Pointing dataset excerpts
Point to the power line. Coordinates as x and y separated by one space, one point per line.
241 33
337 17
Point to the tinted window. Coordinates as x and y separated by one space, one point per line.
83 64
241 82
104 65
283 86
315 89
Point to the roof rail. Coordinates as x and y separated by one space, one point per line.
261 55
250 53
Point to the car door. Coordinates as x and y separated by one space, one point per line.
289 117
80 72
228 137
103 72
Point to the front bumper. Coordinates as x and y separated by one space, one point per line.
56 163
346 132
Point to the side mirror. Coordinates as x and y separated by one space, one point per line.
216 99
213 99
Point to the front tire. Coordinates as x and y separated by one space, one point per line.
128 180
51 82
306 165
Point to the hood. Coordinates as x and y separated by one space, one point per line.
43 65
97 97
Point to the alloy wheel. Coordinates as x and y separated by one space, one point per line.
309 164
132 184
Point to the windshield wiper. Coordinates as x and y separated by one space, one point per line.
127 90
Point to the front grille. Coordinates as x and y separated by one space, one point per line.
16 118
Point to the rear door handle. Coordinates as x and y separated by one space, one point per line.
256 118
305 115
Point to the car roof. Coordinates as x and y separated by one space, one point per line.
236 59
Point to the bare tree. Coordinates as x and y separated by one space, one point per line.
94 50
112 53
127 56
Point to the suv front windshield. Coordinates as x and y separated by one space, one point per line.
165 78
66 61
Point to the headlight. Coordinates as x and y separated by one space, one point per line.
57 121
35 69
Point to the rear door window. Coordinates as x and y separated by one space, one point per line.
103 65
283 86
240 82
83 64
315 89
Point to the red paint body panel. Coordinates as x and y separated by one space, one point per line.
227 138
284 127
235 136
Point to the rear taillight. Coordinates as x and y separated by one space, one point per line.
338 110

__Prompt__
Recopy the whole listing exactly.

__Final result__
Point to the power line. Coordinates as x and y separated by one space, one point per line.
241 33
337 17
Point to the tinted window. Coordinates as x and y separated by one space, one point per line.
83 64
241 82
104 65
283 86
315 89
Point to the roof rail. Coordinates as x and y separated by one space, one point per line.
261 55
250 53
Point to the car door. Coordinates as x and y separated by one space, one point per line.
289 117
80 72
228 137
103 72
Point to the front bumper. Coordinates as x and y separated by one space, one point per line.
56 163
346 132
Point to the side mirror. Coordinates as x and y separated by one space, one point per line.
216 99
213 99
Point to the front tire. Coordinates as x and y separated by one space, one point per line.
128 180
51 82
306 165
Point to the hood. Coordinates as x and y separated by one space, one point per line.
43 65
97 97
Point to the alloy wheel. Coordinates as x and y separated by one space, one point per line.
309 164
132 184
Point to the windshield wiper. Coordinates as x and y separated by one space, one point per line.
127 90
Point to the front grille. Coordinates as x and y separated by one space, one point per line.
16 118
Point to the rear door handle. Coordinates as x and y separated by one space, one point per line.
256 118
305 115
Point to the car roof. Coordinates as x and y separated by one space, one point per line.
236 59
Point to the bare tree. Coordinates as x and y separated by one space, one point per line.
94 50
112 53
127 56
Point to the suv front windshield. Coordinates as x and y separated by one space, one point per line.
165 78
66 61
Point to the headlight. Coordinates as x and y separated by one space, one point per line.
57 121
35 69
Point to the rear door window. Coordinates as x and y separated by one space, one point per line.
103 65
283 86
240 82
83 64
315 89
Point to the red paint body panel. Coordinates as x and y separated by one space, one point per line.
227 138
284 127
235 136
Point to the rear taillight. Coordinates as x and y separated by one space, one point per line.
338 110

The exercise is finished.